### Text shown

++++++++

Willie Thornton

Personal information
- Full name: Willam Thornton
- Date of birth: 3 March 1920
- Place of birth: Winchburgh, Scotland
- Date of death: 26 August 1991 (aged 71)
- Position: Striker

Senior career*
- Years: Team / Apps / (Gls)
- 1936–1954: Rangers / 219 / (138)

International career
- 1946–1952: Scotland / 8 / (1)
- 1949: Scottish Football League XI / 1 / (0)

Managerial career
- 1954–1959: Dundee
- 1959–1968: Partick Thistle
- 1969: Rangers (caretaker)

= Willie Thornton =

Scottish footballer and manager (1920–1991)

William Thornton MM (3 March 1920 – 26 August 1991) was a Scottish footballer and manager. Thornton's entire senior playing career was spent with Rangers, and Thornton is considered to be one of the greatest players in the club's history.

==Football career==
Thornton played for Rangers from 1936 to 1954, then became a manager with first Dundee and then Partick Thistle. Thornton later returned to Rangers as assistant manager to Davie White in the summer of 1968 and was briefly caretaker manager in 1969 after White's dismissal. Thornton then worked as assistant to William Waddell until 1972. The club won the two matches when Thornton was in charge. Thornton is one of Scotland's all-time top goalscorers, with 138 league goals.

++++++++

### Material provided
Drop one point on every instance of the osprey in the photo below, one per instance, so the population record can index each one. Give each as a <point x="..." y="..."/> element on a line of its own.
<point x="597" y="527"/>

++++++++

### Problems to work on
A - From the Willie Thornton profile, return verbatim the part that opens with the words containing "William Thornton MM" and closes with "the club's history.".
B - According to the Willie Thornton profile, whom did Thornton assist as assistant manager when he returned to Rangers in the summer of 1968?

### Answer list
A -
William Thornton MM (3 March 1920 – 26 August 1991) was a Scottish footballer and manager. Thornton's entire senior playing career was spent with Rangers, and Thornton is considered to be one of the greatest players in the club's history.

B - Davie White